BRIEF — In the passage about the Falcon 9 v.1.1 rocket, print word for word the part that opens with "It must be emphasized" and closes with "cause unexpected problems.".

EXCERPTED PASSAGE —
______________________________

Falcon 9 lifts off from Vandenberg Air Force Base. (Credit: SpaceX)

Falcon 9 lifts off from Vandenberg Air Force Base. (Credit: SpaceX)

SpaceX boasted that the Falcon 9 v.1.1 was virtually a new launch vehicle. And, to some degree, it was. The larger rocket could launch communications and military satellites that need to go higher than low Earth orbit (LEO). The earlier version of the rocket performed all its missions in LEO.

Falcon 9 v.1.1 flew successfully 13 times before failing on its 14th flight, giving it a reliability of 92.85 percent. If you include the five launches of the retired version of the rocket, the reliability increases to 94.74 percent. But again, even 19 flights is not a very large number.

SpaceX even made changes to the launch vehicle during Falcon 9 v.1.1’s brief flight history. Last year, for example, the company decided to bring the production of helium bottles used to pressurize the liquid oxygen (LOX) tanks in house. Previously, the bottles had been supplied by an outside contractor.

It’s not clear why the change was made. Perhaps there were problems with the supplier’s bottles or prices, or SpaceX simply thought it could do a better job at a lower cost. However, it fits a pattern. The company likes to build as much as its rockets in house as possible. SpaceX also is known in the industry to use supplier relationships as a way of identifying and hiring away a company’s best personnel.

Whatever the reason for the change, SpaceX ended up experiencing helium leaks that caused launch delays in 2014 [Orbcomm’s Elusive Falcon 9 Launch Date TBD] and 2015 [SpaceX Puts Off Next Falcon 9 Launch]. The helium problems were one of the reasons SpaceX conducted only six launches in 2014, far short of the 12 the company had hoped to accomplish.

It must be emphasized that the root cause of the “overpressure event” in the upper stage LOX tank that resulted in the Falcon 9’s destruction is yet to be determined. The accident could well, in fact, have no connection to the helium system used to pressurize the tank. It could be unrelated to the decision to bring production in house. The point here is that changes to a launch vehicle can cause unexpected problems.

SpaceX CEO Elon Musk has said the cause of the accident appears to be complex; engineers have spent a lot of time trying to understand exactly what went wrong.

“Obviously, this is a huge blow to SpaceX, and we take these missions incredibly seriously,” Musk said on Tuesday. “Everyone that can engage in the investigation at SpaceX is very, very focused on that. In this case, the data does seem to be quite difficult to interpret. Whatever happened is clearly not a simple, straightforward thing, so we want to spend as much time as possible just reviewing the data.”

______________________________

PROVIDED DATA —
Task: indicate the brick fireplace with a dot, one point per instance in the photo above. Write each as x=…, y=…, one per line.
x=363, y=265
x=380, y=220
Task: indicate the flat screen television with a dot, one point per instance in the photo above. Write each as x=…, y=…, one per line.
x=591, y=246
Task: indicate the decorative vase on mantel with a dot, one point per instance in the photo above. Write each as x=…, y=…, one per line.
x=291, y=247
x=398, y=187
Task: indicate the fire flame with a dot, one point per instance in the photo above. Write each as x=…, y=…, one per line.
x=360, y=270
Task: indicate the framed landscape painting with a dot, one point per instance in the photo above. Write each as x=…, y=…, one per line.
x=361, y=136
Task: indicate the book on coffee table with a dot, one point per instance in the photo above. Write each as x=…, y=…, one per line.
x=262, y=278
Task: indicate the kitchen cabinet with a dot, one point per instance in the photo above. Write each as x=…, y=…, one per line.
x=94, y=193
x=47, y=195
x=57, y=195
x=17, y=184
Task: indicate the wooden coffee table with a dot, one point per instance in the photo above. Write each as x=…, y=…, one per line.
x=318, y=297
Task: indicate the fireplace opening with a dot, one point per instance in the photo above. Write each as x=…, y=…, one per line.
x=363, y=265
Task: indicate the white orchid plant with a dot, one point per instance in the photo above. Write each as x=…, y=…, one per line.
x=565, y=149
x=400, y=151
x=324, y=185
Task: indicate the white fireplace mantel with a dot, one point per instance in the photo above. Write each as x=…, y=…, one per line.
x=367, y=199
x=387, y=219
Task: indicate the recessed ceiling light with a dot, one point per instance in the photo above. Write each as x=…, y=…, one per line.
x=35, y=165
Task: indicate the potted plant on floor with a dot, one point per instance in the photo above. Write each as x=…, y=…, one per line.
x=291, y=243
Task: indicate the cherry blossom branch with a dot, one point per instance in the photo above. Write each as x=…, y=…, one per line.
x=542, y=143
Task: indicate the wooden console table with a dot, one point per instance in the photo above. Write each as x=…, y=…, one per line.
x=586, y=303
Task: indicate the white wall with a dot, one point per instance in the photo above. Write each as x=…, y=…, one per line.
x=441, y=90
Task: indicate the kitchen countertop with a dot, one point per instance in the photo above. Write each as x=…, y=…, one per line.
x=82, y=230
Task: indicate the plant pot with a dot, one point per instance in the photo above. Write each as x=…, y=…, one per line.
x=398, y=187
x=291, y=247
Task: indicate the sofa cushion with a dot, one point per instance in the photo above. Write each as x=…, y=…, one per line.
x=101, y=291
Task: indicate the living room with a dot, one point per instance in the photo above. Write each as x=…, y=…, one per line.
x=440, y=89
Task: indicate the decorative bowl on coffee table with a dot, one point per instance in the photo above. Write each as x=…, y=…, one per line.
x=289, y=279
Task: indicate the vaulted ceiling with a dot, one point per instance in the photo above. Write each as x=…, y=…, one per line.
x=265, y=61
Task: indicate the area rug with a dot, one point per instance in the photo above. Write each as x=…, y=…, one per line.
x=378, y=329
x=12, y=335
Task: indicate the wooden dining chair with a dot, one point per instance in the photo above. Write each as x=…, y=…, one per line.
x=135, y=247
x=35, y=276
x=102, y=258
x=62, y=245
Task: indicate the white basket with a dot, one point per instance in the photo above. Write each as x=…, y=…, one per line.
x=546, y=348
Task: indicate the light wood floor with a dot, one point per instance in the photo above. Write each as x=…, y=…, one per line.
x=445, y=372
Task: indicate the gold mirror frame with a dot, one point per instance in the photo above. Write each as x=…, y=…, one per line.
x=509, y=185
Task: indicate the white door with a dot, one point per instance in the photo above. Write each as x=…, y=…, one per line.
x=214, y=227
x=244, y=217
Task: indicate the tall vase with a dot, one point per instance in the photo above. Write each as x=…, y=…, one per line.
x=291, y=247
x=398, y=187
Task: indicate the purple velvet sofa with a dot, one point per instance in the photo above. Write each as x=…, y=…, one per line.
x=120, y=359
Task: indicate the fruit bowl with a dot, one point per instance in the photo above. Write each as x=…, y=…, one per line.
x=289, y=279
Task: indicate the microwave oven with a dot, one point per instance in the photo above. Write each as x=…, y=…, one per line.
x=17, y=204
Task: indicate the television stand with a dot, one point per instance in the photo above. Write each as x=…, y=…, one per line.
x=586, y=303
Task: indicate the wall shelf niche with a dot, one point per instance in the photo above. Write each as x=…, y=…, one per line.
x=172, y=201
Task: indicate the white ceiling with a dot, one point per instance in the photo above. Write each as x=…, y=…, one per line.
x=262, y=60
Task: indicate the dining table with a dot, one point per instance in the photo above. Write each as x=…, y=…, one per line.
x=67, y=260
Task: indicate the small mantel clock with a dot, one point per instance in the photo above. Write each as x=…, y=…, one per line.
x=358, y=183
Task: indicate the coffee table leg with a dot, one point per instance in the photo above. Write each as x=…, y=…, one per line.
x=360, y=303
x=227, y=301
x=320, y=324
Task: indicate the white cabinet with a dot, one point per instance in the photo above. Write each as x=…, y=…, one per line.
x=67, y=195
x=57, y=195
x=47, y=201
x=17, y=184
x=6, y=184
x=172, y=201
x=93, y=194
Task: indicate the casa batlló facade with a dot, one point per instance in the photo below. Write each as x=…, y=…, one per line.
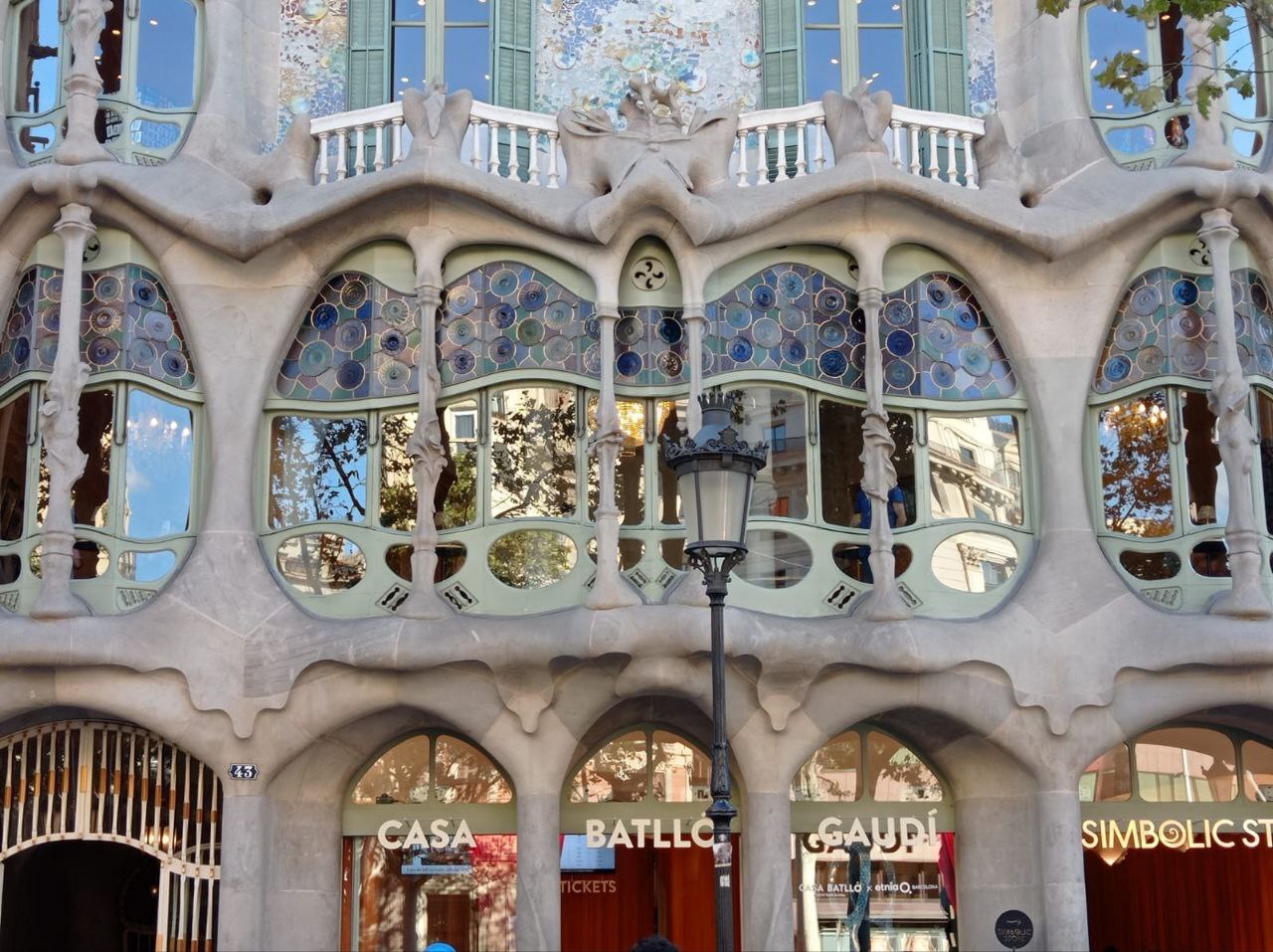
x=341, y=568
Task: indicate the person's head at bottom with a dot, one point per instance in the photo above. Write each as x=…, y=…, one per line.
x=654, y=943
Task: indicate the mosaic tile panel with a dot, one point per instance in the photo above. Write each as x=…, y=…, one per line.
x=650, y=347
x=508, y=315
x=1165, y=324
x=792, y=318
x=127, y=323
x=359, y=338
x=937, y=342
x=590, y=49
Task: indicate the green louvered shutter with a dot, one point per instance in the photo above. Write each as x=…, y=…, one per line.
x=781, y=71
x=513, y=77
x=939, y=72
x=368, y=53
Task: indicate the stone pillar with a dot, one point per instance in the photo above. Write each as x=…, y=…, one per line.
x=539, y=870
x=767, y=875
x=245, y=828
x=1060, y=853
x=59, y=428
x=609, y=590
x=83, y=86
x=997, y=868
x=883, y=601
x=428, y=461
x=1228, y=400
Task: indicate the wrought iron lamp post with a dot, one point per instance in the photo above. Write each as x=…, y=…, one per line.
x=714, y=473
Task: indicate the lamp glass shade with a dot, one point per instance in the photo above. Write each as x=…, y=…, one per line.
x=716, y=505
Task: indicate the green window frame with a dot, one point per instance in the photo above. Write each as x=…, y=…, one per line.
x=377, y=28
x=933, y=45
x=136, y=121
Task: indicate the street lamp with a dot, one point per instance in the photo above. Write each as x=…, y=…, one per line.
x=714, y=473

______________________________

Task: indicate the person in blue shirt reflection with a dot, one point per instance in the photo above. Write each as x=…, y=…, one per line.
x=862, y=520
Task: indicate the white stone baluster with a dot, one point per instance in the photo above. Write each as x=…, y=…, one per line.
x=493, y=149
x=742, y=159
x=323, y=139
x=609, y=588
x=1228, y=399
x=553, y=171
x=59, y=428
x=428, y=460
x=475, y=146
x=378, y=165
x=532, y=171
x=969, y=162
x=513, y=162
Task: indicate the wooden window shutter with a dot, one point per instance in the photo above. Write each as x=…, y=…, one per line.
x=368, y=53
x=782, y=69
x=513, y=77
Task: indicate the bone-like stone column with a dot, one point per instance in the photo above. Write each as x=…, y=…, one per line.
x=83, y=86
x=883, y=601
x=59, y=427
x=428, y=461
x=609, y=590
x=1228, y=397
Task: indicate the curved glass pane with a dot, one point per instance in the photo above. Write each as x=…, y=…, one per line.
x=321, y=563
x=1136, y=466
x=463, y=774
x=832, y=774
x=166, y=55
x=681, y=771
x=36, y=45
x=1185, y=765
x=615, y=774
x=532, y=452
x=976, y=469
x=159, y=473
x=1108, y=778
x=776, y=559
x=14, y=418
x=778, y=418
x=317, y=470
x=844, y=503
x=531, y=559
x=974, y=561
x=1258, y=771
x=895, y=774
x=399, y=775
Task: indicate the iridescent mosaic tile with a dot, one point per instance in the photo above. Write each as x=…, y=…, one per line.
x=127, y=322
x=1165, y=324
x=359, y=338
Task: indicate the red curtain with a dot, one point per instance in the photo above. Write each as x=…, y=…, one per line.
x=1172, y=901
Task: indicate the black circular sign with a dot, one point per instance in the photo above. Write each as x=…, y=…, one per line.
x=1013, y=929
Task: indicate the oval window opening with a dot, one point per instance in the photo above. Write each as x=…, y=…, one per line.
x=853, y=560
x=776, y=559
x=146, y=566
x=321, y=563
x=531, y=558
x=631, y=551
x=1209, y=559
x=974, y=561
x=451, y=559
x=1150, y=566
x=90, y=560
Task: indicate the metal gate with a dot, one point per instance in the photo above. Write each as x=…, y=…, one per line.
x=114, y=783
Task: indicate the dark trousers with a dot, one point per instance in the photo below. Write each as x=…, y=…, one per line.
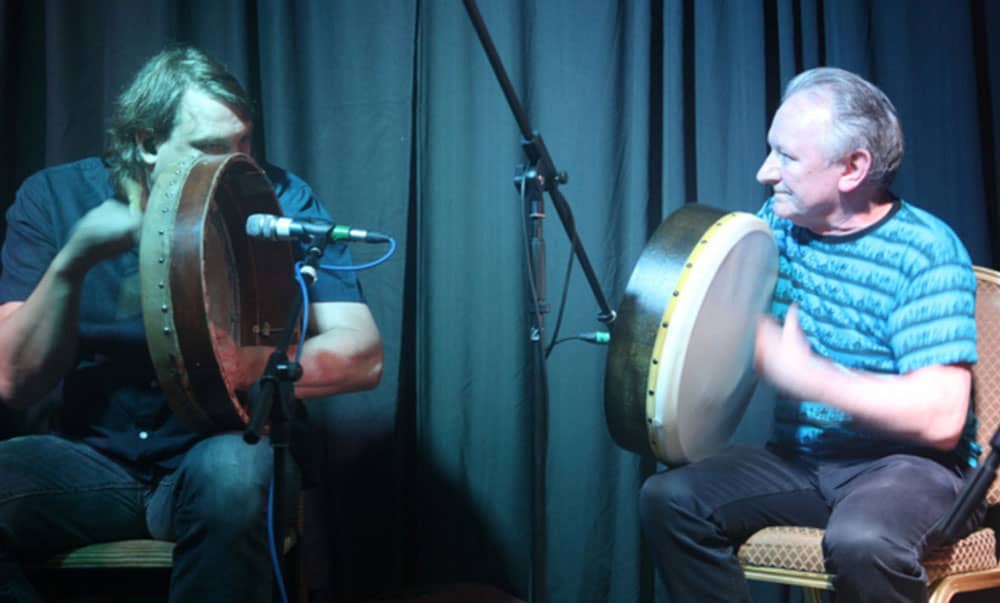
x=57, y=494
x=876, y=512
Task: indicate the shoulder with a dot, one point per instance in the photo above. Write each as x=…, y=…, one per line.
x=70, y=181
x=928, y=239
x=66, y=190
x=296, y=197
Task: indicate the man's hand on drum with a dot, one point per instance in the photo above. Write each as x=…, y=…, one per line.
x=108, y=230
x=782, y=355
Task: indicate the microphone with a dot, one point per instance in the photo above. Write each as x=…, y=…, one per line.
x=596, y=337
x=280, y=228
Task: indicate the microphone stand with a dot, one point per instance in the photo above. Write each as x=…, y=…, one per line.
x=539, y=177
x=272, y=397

______________________________

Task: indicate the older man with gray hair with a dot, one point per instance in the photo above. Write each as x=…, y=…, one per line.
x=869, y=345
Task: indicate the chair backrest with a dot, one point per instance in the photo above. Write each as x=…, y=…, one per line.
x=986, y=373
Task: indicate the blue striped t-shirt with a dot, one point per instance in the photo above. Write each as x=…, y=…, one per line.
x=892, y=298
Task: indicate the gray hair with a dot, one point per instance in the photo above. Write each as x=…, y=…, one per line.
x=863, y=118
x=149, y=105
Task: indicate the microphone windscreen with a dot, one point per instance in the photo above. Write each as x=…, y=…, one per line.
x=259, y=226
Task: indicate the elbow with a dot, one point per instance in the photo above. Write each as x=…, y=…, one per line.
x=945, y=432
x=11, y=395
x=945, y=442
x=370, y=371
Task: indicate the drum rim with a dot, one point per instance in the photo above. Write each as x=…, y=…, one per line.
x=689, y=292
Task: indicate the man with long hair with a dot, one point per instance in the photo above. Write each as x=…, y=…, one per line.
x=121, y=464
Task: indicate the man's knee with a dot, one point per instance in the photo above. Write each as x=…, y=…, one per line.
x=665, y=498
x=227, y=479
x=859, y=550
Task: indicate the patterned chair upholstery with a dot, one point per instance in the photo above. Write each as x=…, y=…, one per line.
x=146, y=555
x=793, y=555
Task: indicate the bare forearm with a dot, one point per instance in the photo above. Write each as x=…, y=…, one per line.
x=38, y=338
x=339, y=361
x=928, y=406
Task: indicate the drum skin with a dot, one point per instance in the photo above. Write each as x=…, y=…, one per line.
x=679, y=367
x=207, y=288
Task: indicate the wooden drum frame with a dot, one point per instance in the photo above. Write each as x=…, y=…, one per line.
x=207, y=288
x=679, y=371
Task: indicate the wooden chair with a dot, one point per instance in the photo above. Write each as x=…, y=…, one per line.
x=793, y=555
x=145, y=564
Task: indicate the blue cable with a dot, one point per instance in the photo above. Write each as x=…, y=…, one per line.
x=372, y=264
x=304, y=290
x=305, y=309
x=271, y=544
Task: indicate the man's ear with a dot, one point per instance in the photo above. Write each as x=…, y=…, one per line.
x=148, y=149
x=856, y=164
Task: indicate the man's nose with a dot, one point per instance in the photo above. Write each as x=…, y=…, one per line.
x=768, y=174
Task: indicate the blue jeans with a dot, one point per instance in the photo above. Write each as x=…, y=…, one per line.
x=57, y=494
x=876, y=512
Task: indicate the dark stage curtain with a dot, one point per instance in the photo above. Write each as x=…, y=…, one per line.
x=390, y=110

______________________________

EXERCISE SOLUTION —
It must be emphasized that the root cause of the “overpressure event” in the upper stage LOX tank that resulted in the Falcon 9’s destruction is yet to be determined. The accident could well, in fact, have no connection to the helium system used to pressurize the tank. It could be unrelated to the decision to bring production in house. The point here is that changes to a launch vehicle can cause unexpected problems.